#### Task item:
In the entries that follow, find the line containing "Sports-analytics tagging: mark the bicycle"; from there, copy every line exactly through the line containing "Sports-analytics tagging: mark the black backpack".

#### Working data:
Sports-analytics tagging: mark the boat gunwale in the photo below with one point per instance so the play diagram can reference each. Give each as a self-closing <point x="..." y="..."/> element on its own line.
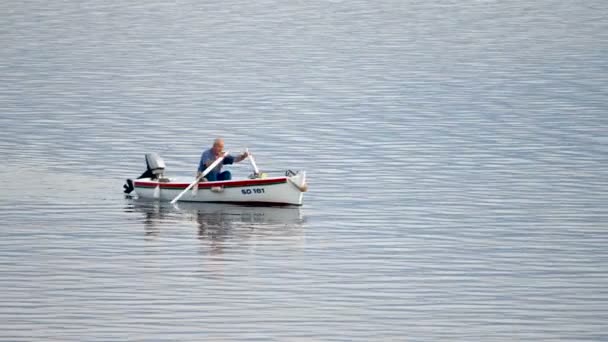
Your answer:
<point x="228" y="184"/>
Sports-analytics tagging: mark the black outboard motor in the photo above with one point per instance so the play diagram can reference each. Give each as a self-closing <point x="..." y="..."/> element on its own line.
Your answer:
<point x="155" y="168"/>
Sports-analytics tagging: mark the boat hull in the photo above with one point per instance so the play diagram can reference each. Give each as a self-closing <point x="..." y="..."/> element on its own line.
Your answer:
<point x="277" y="190"/>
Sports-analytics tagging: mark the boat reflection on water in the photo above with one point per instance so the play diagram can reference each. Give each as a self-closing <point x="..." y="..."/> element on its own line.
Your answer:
<point x="219" y="222"/>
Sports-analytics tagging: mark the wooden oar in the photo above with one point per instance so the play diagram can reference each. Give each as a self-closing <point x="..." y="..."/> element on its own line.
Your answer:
<point x="207" y="170"/>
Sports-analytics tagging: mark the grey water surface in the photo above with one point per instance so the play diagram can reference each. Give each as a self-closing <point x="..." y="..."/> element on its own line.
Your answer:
<point x="456" y="151"/>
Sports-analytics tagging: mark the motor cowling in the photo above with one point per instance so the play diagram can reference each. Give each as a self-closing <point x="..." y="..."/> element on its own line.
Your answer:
<point x="156" y="165"/>
<point x="155" y="169"/>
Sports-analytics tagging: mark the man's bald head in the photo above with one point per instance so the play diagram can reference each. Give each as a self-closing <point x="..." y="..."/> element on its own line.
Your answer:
<point x="218" y="145"/>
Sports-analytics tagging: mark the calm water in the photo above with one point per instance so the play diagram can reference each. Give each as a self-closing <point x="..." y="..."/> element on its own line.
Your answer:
<point x="457" y="157"/>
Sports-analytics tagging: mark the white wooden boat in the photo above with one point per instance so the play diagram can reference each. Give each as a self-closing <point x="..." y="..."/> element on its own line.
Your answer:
<point x="257" y="189"/>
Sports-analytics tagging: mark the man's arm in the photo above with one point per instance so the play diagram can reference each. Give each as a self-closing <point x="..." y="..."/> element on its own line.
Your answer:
<point x="241" y="157"/>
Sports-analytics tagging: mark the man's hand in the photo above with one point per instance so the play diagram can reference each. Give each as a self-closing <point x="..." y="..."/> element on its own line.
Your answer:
<point x="244" y="155"/>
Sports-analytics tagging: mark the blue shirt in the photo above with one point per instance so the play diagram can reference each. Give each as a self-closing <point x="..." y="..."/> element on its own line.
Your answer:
<point x="208" y="156"/>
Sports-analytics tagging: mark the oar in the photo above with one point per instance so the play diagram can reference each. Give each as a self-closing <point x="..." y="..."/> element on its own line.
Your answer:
<point x="255" y="167"/>
<point x="207" y="170"/>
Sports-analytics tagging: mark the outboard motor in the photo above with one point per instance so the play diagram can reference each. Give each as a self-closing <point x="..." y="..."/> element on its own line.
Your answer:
<point x="155" y="169"/>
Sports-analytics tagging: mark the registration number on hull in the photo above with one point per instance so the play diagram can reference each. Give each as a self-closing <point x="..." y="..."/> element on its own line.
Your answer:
<point x="252" y="191"/>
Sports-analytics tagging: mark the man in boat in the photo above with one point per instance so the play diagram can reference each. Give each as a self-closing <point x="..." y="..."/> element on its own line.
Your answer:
<point x="212" y="154"/>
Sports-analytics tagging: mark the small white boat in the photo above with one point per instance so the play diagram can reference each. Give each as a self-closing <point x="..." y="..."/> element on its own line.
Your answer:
<point x="257" y="189"/>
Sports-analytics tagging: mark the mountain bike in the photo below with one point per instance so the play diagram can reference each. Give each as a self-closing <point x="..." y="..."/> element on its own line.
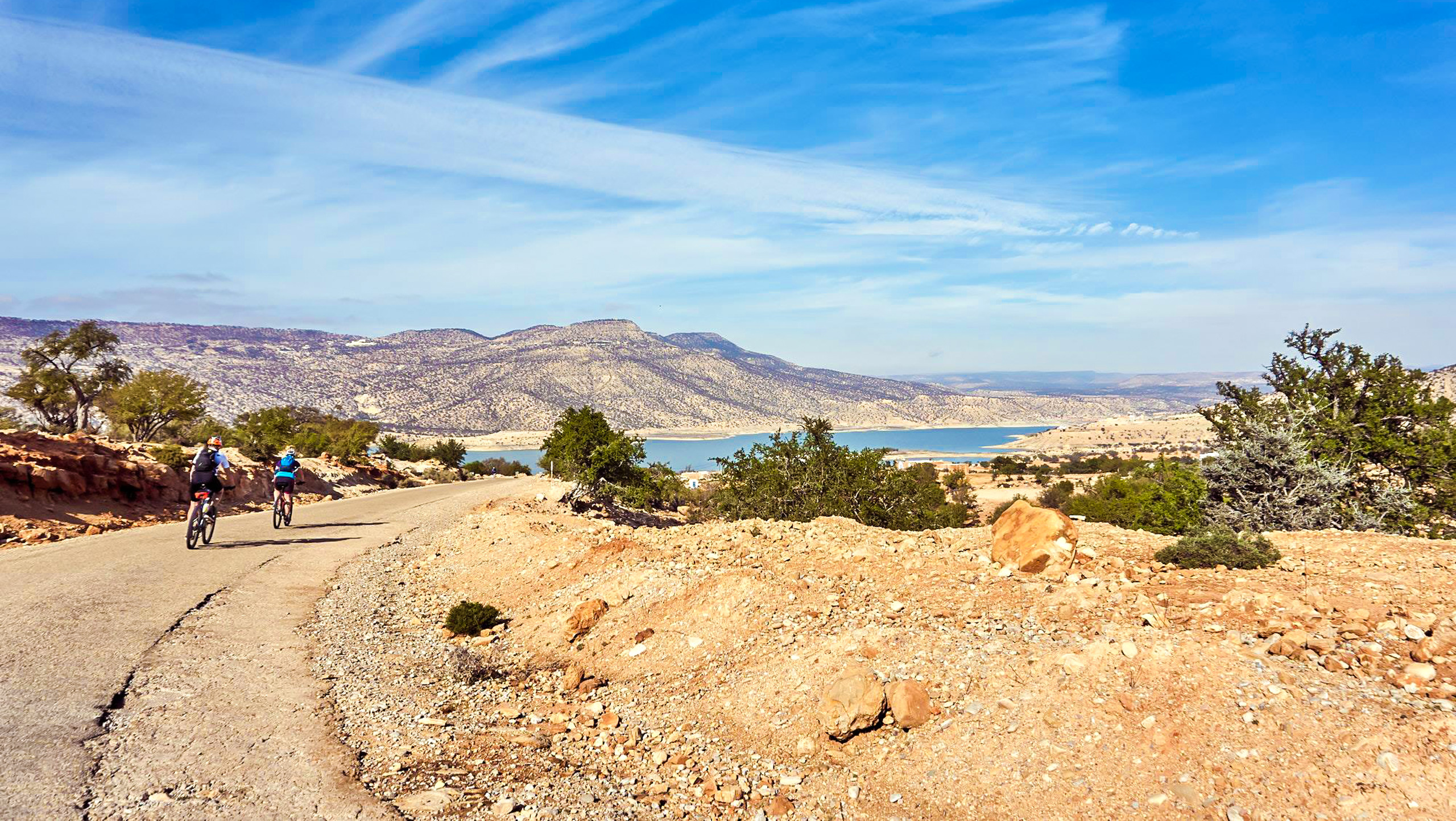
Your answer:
<point x="204" y="523"/>
<point x="283" y="510"/>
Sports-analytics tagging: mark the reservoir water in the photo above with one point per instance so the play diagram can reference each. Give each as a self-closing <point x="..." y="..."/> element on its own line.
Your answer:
<point x="948" y="445"/>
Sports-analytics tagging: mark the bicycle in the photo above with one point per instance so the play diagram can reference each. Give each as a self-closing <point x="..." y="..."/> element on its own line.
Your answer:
<point x="204" y="523"/>
<point x="283" y="510"/>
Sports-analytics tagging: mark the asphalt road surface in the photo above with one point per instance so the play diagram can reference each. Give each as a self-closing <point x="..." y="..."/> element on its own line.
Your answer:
<point x="232" y="708"/>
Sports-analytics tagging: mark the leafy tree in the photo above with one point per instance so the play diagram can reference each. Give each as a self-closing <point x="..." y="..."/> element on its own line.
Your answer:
<point x="449" y="451"/>
<point x="1164" y="498"/>
<point x="152" y="401"/>
<point x="1359" y="412"/>
<point x="1267" y="479"/>
<point x="263" y="434"/>
<point x="807" y="475"/>
<point x="66" y="373"/>
<point x="589" y="451"/>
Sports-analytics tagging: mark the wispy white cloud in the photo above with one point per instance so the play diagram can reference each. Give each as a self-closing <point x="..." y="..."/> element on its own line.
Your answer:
<point x="415" y="24"/>
<point x="188" y="94"/>
<point x="558" y="30"/>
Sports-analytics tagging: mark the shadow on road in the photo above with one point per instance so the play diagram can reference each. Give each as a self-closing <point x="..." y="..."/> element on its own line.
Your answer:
<point x="267" y="542"/>
<point x="332" y="524"/>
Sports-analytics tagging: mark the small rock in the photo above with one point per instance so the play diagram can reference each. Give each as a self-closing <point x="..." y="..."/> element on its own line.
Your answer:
<point x="909" y="702"/>
<point x="852" y="703"/>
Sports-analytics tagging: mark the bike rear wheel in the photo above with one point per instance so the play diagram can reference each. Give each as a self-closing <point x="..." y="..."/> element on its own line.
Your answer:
<point x="194" y="530"/>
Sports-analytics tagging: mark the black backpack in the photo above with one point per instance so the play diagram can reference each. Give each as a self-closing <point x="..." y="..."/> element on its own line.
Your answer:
<point x="204" y="463"/>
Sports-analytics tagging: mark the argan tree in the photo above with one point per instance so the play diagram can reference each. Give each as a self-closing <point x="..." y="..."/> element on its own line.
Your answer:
<point x="66" y="373"/>
<point x="152" y="401"/>
<point x="1363" y="414"/>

#### Result of this task:
Sports-analytics tagging: mark the bicycle in the photo above with one point per instance so the play diagram can reference each. Give each as a self-closing <point x="..." y="..."/> element on its own line.
Your answer:
<point x="204" y="523"/>
<point x="283" y="510"/>
Sports-analytics tagging: mark the asphalt road surface in the photo above with one point per instance so the play diagram can reference each. Give each as a self-closing <point x="..." y="..."/> element on its own line.
Your answer:
<point x="232" y="708"/>
Sports-analytics tagging: mark the leafy tree in the photo above with one point per instance so the play diagram can reference each. Give each as a self-closing <point x="..." y="..."/> element on its own line.
Your answer:
<point x="449" y="451"/>
<point x="1164" y="498"/>
<point x="152" y="401"/>
<point x="1359" y="412"/>
<point x="1267" y="479"/>
<point x="263" y="434"/>
<point x="807" y="475"/>
<point x="66" y="373"/>
<point x="589" y="451"/>
Sports-analytics tagging: mark the wispy white cloud in the photo above with one point per instance so the play diagram can reference each. Give each as a self-closing <point x="..." y="..."/> element on its own line.
Your answer:
<point x="415" y="24"/>
<point x="188" y="94"/>
<point x="558" y="30"/>
Sports-analytics tagging: mark the shadow on road in the photo above with one point per instance so the play diagram can reference each. Give each as a self-closing <point x="..." y="..."/> element on its own line.
Your answer:
<point x="267" y="542"/>
<point x="332" y="524"/>
Sports-analytics tagging: mark the small rock in the photo above with one point per instance so the play diagram can reference each. Give each as a self-closing <point x="..." y="..."/> element on its own line.
Your answer:
<point x="909" y="702"/>
<point x="852" y="703"/>
Sports-analytics tagging: mark the bike rear wheel in the photo above with one point per instance so the play diagram can reference each. Give each as a self-closing <point x="..." y="..."/> element on its own line.
Your answer:
<point x="194" y="530"/>
Sports-analytics tagging: mark the black backpack in the photo above with one point per instance so the play diagram can reference each. Give each as a self-closing <point x="..." y="..."/> element on its own line.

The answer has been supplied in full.